-- begin Records for this exercise --

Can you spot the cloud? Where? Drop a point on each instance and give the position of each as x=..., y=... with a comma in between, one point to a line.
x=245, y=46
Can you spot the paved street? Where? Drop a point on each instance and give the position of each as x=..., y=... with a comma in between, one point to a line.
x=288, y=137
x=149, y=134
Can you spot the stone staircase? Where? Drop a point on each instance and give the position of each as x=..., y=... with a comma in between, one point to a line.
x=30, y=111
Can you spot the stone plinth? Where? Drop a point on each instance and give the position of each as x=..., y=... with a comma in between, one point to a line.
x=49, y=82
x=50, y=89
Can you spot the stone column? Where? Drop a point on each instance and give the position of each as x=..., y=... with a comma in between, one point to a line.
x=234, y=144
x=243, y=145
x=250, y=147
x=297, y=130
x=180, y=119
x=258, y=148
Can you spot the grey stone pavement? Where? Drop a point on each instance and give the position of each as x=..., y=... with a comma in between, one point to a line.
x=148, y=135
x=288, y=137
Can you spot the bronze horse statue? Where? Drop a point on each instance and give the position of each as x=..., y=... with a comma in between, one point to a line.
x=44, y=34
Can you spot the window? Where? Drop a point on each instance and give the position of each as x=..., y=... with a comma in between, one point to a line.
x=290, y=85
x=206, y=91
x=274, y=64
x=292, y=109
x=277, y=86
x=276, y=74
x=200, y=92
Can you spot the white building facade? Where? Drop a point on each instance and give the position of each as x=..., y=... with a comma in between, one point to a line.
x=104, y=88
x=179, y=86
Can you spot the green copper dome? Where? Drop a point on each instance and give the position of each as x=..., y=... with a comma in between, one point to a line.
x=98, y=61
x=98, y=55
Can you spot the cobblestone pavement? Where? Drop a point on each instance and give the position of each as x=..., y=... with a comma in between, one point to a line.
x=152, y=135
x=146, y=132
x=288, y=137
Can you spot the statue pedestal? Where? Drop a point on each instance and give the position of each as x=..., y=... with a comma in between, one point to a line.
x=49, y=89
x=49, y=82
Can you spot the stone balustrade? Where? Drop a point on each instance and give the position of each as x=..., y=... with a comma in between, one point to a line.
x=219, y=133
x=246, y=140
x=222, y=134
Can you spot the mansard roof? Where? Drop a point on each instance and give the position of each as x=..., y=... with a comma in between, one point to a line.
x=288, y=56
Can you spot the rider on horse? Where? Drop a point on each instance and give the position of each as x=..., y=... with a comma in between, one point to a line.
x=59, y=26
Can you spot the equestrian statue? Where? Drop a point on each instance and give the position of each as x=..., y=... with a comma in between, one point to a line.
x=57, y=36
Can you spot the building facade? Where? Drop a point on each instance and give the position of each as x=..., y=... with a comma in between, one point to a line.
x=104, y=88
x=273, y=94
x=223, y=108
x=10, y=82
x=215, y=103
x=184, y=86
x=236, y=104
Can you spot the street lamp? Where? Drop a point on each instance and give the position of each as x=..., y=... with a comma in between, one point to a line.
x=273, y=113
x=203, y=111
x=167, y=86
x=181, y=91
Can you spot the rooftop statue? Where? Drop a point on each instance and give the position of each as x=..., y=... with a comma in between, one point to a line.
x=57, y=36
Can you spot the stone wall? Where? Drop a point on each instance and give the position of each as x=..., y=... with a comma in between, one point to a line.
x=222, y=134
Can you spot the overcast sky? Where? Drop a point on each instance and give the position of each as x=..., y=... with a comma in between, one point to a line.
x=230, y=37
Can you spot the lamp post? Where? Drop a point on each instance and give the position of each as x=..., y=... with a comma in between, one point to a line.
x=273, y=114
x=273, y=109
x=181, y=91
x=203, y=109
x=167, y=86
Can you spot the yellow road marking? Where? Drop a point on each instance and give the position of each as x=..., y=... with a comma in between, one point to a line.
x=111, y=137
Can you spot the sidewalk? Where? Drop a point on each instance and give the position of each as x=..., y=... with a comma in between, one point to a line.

-- end Records for this exercise --

Exercise objective => Copy word for word the lines of the material from the one containing "Can you spot the overcast" through the last line of the material, both included.

Problem solution =>
Can you spot the overcast sky? Where? Drop a point on each instance and give the position of each as x=..., y=... with a comma in between, one point to a line.
x=230, y=37
Can you spot the lamp post? Where? Drop a point on each instance and give the position of each as x=..., y=... with a comma in between, one point to a line.
x=273, y=114
x=273, y=109
x=181, y=91
x=203, y=109
x=167, y=86
Can you spot the yellow road marking? Where? Drop a point on each instance and give the position of each as x=..., y=... with a comma in between, one point to a line.
x=111, y=137
Can you spot the sidewalk? Where? Drop a point on each instance and give the position of each as x=..., y=... with a comma in between, one point to a line.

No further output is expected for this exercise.